Work instructions: Count how many lines in the entries below contain the word "ceiling", and reply with that number alone.

Entries:
◇ ◇ ◇ ◇ ◇ ◇ ◇

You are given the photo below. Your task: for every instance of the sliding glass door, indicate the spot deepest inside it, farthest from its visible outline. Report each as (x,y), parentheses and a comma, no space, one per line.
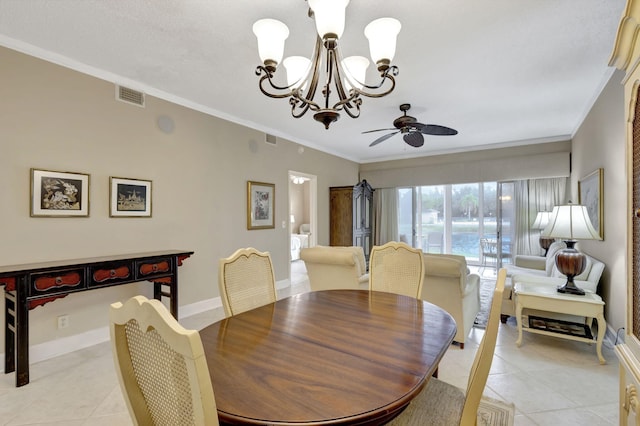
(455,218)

◇ ◇ ◇ ◇ ◇ ◇ ◇

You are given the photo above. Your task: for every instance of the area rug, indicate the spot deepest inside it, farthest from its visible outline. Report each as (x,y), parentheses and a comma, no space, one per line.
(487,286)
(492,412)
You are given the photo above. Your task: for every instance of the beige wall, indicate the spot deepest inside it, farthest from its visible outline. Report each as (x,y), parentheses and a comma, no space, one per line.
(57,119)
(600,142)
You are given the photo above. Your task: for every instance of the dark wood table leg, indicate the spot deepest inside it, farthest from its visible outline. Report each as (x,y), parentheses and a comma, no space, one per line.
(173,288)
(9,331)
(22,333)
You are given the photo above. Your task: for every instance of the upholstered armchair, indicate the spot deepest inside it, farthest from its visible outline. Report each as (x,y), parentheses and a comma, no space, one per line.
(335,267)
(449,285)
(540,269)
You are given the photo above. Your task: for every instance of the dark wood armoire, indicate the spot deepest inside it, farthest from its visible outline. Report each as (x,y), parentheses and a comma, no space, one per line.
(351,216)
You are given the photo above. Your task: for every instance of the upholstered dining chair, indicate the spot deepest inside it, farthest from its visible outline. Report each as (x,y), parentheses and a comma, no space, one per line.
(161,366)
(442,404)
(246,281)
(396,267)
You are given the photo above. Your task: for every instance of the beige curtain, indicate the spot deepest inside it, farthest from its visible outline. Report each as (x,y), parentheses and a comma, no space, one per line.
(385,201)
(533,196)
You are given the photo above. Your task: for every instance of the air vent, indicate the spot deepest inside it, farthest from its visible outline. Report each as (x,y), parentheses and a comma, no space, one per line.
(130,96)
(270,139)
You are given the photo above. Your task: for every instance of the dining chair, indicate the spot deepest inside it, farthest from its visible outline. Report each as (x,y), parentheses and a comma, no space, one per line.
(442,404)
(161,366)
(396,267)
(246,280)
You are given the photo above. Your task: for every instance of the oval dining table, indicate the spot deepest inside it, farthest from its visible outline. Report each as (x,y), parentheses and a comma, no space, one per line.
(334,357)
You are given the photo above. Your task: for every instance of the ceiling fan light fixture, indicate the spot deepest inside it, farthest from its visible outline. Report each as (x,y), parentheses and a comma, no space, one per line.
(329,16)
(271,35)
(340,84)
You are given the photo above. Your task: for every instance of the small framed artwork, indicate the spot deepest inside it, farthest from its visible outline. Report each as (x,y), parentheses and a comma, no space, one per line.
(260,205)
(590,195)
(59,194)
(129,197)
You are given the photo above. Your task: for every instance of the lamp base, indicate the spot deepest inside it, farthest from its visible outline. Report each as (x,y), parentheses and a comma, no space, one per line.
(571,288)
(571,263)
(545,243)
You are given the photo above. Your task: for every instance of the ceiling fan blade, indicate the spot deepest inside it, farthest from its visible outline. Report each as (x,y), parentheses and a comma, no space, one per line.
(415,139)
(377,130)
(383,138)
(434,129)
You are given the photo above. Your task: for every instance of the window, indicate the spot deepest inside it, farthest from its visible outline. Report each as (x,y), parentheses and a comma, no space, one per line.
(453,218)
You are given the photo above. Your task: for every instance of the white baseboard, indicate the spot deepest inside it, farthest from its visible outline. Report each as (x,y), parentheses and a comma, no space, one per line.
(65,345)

◇ ◇ ◇ ◇ ◇ ◇ ◇

Output: 2